> _ACTION ITEM_: Summarize the convalescent plasma therapy text in two sentences.

Convalescent plasma therapy
What is convalescent plasma?
- People who have recovered from COVID-19 have antibodies to the disease in their blood. Doctors call this convalescent plasma.
- Researchers hope that convalescent plasma can be given to people with severe COVID-19 to boost their ability to fight the virus.
- Everyone who has suffered from a disease possibly carries what are called neutralising antibodies that when extracted via plasma and transfused on to others with the infection can help their immune system fight it off.
What are antibodies?
- Antibody, also called immunoglobulin, is a protective protein produced by the immune system in response to the presence of a foreign substance, called an antigen.
- Antibodies recognize and latch onto antigens in order to remove them from the body.
- A wide range of substances are regarded by the body as antigens, including disease-causing organisms and toxic materials such as insect venom.
What are the challenges?
- For all these studies to get off the ground, researchers would need enough donors who have recovered fully and can be tested for other pathogens as well.
- People should be willing to donate plasma, and good tests should emerge to estimate how many antibodies they have.
- While studies are required to show the timing and dosage, there is broad consensus that early administration will be ideal.
Why is timing crucial?
- Early on in the disease, there is a lot of virus in the system and the antibodies will bind with the virus eliminating it.
- If this is not done at this stage, then the virus sets off a cascade of inflammation in the body.
- If the patient has reached that stage, the plasma may not be helpful.
Need for blood donation
- Since it rests on blood donation, people from the more common blood groups, for instance, O+ve, will have easier access to plasma.
- Naturally, the pool for rare blood groups is going to be smaller.
- However, experts have been laying emphasis on the need for people who have recovered to voluntarily come forward and donate plasma to help with research and other patients.
Earlier trials
- This is not the first time that plasma from recovered patients has been used to treat people infected with certain viruses for which drugs are not available.
- When Ebola struck Guinea, Sierra Leone, and Liberia in 2014, the World Health Organization prioritised the evaluation of treatment with convalescent plasma derived from patients who have recovered from the disease.
- Treatment with convalescent plasma is a classical, time-tested method. It has been used against measles, chickenpox, and rabies.
Why in the news ?
- A team of scientists from the Scripps Research Institute in the U.S. has discovered that neutralising antibodies present in the blood of COVID-19 infected who have recovered offers powerful protection against novel coronavirus in animals.
- The researchers found that passive transfer of neutralising antibodies into Syrian hamsters protects them against the disease when exposed to the virus.

Items from a data source
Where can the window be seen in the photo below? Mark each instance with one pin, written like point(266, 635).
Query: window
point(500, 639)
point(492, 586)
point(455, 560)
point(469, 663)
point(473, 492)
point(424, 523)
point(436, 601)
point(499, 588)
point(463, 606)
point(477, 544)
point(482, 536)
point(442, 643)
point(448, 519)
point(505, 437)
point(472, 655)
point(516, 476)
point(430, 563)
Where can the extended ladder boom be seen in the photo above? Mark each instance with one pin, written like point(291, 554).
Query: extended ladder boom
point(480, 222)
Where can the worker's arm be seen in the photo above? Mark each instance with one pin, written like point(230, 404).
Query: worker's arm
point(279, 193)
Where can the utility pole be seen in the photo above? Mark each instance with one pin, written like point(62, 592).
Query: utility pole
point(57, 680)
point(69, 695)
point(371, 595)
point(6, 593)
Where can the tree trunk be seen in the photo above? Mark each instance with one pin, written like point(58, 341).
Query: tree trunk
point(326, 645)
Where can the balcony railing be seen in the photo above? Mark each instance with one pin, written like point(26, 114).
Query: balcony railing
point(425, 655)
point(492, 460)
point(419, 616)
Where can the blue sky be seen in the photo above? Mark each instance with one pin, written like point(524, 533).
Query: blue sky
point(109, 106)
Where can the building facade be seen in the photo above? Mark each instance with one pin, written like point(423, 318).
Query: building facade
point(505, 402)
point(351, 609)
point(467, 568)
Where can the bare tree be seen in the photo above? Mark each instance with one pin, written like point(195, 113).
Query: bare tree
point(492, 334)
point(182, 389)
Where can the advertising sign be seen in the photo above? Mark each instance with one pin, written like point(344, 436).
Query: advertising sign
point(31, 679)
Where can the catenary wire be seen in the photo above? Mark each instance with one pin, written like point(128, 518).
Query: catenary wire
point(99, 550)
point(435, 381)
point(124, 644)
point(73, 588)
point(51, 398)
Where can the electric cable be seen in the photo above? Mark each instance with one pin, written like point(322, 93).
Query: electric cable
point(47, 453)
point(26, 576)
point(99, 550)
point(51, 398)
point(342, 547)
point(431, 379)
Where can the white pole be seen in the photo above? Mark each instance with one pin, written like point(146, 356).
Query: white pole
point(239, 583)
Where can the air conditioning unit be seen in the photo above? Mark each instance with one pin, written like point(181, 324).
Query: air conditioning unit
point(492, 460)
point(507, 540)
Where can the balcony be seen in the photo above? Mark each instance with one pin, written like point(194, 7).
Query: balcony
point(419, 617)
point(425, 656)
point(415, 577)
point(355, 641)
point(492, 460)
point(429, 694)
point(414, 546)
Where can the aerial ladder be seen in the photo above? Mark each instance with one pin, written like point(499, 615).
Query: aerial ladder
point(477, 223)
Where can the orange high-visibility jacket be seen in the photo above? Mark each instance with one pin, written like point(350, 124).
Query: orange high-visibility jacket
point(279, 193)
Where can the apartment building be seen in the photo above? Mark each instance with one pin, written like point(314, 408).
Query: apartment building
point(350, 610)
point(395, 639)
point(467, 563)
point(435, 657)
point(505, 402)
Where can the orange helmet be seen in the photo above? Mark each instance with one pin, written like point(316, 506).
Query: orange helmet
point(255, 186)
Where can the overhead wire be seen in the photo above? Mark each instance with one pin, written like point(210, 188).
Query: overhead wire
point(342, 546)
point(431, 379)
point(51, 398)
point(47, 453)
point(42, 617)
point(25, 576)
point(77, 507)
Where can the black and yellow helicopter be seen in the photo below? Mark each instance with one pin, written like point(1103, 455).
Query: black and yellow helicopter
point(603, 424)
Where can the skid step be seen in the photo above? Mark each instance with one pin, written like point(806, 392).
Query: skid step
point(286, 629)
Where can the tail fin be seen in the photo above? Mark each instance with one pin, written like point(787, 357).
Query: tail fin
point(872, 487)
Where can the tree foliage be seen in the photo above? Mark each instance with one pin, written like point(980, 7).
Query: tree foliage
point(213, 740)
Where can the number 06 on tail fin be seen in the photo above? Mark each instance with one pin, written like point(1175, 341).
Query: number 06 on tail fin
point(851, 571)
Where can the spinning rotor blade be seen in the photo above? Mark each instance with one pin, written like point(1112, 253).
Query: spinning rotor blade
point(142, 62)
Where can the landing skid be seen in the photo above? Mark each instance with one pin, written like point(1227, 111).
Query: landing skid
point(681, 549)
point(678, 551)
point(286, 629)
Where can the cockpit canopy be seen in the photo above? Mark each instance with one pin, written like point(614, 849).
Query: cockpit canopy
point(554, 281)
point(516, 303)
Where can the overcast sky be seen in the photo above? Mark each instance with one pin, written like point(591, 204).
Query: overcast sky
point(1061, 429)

> _RESULT OF THIS TASK_: Convalescent plasma refers to the antibodies in the blood of people who have recovered from COVID-19, which researchers hope can help people with severe COVID-19 fight the virus, ideally when given early, before the virus sets off a cascade of inflammation. The method has been used against measles, chickenpox, and rabies, and a Scripps Research Institute team found that neutralizing antibodies from recovered patients protected Syrian hamsters exposed to the virus.